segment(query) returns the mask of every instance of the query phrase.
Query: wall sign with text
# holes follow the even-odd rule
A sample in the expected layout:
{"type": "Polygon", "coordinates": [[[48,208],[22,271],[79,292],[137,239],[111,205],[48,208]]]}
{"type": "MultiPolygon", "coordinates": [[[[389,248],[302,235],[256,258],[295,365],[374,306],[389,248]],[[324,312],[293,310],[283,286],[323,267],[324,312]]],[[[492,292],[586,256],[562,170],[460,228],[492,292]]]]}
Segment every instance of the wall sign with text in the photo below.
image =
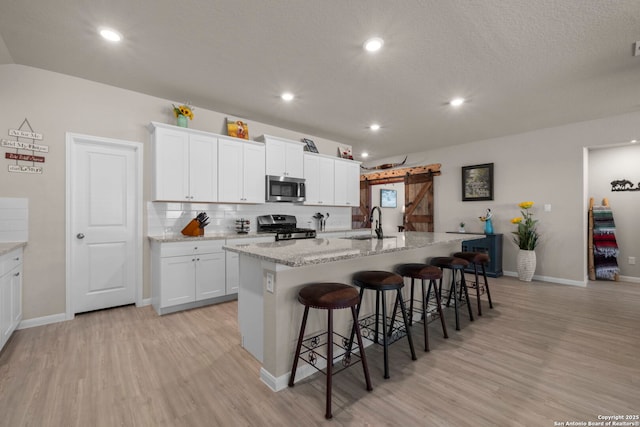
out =
{"type": "Polygon", "coordinates": [[[0,145],[8,149],[4,158],[14,162],[9,164],[9,172],[42,173],[42,166],[39,164],[44,163],[45,158],[36,153],[49,152],[47,145],[39,143],[42,141],[42,134],[34,132],[26,118],[18,129],[9,129],[8,134],[9,139],[0,138],[0,145]],[[28,129],[25,129],[25,126],[28,129]]]}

:::

DA SVOLGERE –
Disponi tutte le righe del materiale come tabella Markdown con le colonne "Numero" e "Riga", omettendo le righe vuote. Lascia le immagini fuori dalla risposta.

SOLUZIONE –
| Numero | Riga |
|---|---|
| 1 | segment(query) returns the mask of every instance of the query phrase. |
| 2 | Query: wall sign with text |
| 3 | # holes follow the even-odd rule |
| 4 | A sample in the expected layout: |
| 5 | {"type": "Polygon", "coordinates": [[[48,208],[22,271],[79,292],[137,239],[111,205],[48,208]]]} |
| 6 | {"type": "MultiPolygon", "coordinates": [[[[389,248],[302,235],[256,258],[295,365],[374,306],[389,248]],[[324,312],[293,310],[283,286],[323,267],[324,312]]],[[[492,292],[586,256],[562,170],[460,228],[492,292]]]]} |
| 7 | Segment every instance of the wall sign with text in the photo below. |
| 8 | image = |
| 9 | out = |
| 10 | {"type": "Polygon", "coordinates": [[[0,145],[8,149],[4,158],[14,162],[9,164],[9,172],[42,173],[42,166],[39,164],[44,163],[45,158],[36,153],[49,152],[47,145],[39,143],[42,141],[42,134],[34,132],[26,118],[18,129],[9,129],[8,134],[9,139],[0,138],[0,145]],[[28,129],[25,129],[25,126],[28,129]]]} |